*Task instructions*: In the taxi story, why does the narrator reject the idea that the passenger was a hooker? Answer in one to three sentences.

*Passage*:
——————

Tales From Taxi World, "Well, here comes life!"

Jann Burner
I got a call in the deep Richmond district of The City, out by the beach. It was five a.m.. I rang the bell and out came a young woman, maybe twenty-one. She was carrying an overnight sort of bag and she was extremely pretty. As we proceeded to her destination I couldn't help but stare at her in the mirror. Was she a hooker, I thought? No. Her spirit was too new. She glowed. She was too pretty, especially for five in the morning. So the questions begin to come. Where was she from? What did she do? Where was she going at five in the morning?

She lived in Salinas. She worked in a laundry. One day six months before her boyfriend had sent in a photograph of her to a large casting agency in San Francisco. A week ago she got a call. They wanted her to come to the city to interview for a commercial. She was interviewed and she got the job. This was the first day of her very first job in The Business. She was not sure what she was supposed to do or what sort of a commercial it was to be, other than it was for a wine company. She seemed so very calm. And that...glow. And then it hit me. This woman was a STAR. The world didn't know it yet, but she did. Somewhere deep in her genes she knew this and it radiated from her like a heat.

——————

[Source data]

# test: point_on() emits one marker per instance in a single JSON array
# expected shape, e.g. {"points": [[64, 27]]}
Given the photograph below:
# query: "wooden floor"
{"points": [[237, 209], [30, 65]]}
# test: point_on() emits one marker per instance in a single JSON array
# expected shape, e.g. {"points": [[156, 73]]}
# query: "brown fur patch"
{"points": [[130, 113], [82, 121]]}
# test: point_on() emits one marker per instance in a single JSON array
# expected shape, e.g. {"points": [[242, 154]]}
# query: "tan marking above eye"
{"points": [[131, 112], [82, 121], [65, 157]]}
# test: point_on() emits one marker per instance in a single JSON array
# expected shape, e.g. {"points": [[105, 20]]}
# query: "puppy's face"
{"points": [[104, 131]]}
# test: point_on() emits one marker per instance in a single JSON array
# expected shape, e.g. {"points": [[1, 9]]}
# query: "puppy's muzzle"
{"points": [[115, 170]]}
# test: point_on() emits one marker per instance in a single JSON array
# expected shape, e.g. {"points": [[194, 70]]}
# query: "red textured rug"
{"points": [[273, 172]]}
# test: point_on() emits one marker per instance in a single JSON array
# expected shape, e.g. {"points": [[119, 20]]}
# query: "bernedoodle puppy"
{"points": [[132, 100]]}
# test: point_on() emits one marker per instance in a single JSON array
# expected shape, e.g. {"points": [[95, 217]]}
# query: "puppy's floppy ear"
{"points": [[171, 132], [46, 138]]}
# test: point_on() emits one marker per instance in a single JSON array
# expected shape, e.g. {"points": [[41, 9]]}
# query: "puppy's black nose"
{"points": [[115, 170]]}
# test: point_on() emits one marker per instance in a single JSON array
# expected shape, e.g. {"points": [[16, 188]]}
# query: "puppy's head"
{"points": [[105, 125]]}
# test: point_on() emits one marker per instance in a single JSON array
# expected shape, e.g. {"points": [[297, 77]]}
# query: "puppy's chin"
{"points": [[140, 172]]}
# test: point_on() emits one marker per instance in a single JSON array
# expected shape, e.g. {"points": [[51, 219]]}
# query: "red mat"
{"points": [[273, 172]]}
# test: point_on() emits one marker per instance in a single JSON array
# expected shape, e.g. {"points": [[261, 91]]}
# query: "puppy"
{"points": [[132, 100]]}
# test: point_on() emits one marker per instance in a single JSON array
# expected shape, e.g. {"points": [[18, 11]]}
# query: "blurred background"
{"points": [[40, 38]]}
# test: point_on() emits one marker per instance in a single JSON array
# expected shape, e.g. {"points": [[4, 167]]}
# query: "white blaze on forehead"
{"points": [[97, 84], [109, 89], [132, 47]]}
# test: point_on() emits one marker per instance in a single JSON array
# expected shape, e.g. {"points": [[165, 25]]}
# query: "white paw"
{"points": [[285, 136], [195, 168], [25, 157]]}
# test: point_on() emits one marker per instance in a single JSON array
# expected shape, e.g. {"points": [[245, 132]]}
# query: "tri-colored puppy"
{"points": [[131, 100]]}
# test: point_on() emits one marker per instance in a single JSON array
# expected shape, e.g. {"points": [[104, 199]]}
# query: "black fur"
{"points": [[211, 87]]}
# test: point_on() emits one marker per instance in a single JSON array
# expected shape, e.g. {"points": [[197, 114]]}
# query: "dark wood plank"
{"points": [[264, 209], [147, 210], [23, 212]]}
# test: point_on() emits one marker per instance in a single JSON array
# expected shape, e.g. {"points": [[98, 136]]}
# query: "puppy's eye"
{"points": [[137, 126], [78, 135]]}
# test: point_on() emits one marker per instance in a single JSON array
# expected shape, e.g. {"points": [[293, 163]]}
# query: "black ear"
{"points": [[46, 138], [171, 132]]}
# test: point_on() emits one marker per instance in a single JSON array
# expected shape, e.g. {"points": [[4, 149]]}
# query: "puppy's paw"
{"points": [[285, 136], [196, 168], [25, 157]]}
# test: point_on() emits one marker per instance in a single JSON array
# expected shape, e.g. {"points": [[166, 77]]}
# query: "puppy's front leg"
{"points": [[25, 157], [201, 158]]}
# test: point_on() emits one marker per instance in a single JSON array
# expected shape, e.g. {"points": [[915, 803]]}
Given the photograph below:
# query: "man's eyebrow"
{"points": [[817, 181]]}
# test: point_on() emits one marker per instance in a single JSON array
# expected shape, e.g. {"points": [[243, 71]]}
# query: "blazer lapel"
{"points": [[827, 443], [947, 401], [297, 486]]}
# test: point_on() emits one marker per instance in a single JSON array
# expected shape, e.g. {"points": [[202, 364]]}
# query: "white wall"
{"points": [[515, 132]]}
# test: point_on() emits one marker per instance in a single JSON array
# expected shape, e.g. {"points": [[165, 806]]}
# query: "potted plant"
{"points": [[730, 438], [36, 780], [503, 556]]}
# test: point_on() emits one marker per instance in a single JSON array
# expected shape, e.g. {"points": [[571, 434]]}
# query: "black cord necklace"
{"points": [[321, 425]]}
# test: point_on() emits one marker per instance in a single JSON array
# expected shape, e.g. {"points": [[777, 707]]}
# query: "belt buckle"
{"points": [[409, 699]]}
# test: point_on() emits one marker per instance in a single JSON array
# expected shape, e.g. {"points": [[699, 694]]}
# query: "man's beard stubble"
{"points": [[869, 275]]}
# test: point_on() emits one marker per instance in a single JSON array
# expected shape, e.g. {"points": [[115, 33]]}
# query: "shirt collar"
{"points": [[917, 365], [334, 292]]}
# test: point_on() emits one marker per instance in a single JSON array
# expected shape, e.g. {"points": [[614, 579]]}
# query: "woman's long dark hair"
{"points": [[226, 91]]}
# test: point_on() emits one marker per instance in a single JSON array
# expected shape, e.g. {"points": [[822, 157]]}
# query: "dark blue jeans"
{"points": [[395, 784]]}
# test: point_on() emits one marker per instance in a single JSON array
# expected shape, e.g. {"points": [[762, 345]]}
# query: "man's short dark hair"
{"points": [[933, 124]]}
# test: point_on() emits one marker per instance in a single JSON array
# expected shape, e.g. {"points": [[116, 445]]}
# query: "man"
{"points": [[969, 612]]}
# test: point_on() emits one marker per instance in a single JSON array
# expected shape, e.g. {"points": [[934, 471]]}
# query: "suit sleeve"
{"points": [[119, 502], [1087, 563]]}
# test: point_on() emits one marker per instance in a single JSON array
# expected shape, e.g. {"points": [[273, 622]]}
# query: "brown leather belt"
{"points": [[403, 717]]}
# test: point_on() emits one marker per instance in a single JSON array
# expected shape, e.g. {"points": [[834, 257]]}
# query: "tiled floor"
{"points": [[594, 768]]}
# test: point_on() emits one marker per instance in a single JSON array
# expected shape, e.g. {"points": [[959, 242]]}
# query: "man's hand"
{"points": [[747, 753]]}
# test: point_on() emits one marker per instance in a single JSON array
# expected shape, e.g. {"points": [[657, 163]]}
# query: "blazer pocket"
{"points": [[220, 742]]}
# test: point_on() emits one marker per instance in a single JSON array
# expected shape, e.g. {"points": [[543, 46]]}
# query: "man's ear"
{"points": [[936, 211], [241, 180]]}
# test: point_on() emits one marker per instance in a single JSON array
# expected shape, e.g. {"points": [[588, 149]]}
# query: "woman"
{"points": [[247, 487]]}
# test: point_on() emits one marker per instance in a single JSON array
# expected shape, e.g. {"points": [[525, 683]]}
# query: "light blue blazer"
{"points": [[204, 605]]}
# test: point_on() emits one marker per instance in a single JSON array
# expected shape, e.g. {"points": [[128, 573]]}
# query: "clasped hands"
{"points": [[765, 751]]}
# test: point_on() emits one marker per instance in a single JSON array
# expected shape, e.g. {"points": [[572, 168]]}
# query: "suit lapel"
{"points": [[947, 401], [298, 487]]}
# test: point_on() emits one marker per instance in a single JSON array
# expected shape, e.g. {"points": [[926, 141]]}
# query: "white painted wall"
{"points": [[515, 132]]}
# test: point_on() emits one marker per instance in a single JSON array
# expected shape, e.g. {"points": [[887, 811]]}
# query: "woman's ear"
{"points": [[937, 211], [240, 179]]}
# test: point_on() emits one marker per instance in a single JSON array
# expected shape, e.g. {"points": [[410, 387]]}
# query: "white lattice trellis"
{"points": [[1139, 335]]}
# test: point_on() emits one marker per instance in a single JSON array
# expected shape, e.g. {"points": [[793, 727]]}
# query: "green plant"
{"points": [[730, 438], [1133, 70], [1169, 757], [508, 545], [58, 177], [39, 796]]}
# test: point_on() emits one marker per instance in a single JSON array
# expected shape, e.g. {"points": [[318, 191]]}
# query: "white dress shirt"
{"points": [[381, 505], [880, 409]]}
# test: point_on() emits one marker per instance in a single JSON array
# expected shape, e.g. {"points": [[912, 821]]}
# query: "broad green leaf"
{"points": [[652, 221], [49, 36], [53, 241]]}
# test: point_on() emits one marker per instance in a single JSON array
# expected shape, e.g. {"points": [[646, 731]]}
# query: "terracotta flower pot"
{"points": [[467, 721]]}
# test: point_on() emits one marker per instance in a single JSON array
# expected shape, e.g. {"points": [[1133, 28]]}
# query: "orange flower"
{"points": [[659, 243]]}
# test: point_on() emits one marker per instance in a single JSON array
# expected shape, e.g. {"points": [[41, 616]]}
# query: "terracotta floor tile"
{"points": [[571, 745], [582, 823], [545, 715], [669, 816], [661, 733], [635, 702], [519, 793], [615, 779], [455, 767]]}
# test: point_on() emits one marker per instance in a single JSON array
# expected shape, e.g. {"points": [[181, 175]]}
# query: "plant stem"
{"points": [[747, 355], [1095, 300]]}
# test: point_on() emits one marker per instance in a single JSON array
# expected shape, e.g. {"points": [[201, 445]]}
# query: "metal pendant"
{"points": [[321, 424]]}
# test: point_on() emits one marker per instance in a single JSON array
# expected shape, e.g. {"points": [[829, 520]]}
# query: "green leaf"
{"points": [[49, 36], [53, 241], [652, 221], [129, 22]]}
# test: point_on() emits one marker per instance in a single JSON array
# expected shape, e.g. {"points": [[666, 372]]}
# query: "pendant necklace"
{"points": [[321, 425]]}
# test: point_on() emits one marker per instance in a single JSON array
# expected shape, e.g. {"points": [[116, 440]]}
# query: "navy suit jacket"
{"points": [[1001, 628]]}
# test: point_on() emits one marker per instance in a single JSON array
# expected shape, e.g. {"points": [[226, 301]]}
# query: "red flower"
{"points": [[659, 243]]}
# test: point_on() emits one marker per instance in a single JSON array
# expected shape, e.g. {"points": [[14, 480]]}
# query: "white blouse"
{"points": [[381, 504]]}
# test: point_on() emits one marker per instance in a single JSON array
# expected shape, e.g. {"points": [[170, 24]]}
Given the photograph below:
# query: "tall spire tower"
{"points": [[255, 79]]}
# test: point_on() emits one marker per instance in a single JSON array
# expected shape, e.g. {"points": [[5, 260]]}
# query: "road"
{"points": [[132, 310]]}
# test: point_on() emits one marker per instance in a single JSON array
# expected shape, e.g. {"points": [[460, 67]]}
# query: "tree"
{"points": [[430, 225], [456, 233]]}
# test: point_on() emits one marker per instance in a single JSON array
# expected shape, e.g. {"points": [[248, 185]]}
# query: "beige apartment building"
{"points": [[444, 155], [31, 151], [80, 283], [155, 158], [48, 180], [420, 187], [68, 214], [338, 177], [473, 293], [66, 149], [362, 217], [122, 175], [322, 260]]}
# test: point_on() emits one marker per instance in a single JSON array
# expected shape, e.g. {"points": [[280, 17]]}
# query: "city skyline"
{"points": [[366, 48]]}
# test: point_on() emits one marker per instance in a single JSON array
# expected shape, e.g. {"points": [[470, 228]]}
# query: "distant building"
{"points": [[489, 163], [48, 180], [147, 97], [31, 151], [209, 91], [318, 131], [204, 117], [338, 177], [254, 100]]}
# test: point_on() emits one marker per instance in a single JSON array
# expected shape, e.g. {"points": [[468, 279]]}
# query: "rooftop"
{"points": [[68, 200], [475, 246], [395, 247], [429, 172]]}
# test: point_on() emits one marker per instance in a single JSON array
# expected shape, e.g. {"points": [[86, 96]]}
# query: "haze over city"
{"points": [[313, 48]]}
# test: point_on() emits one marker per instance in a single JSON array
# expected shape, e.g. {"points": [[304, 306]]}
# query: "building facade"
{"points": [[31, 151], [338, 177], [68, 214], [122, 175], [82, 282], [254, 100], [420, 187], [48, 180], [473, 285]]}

——————

*Exercise result*: The narrator rejects it because her spirit was too new and she glowed. She also seemed too pretty, especially for five in the morning.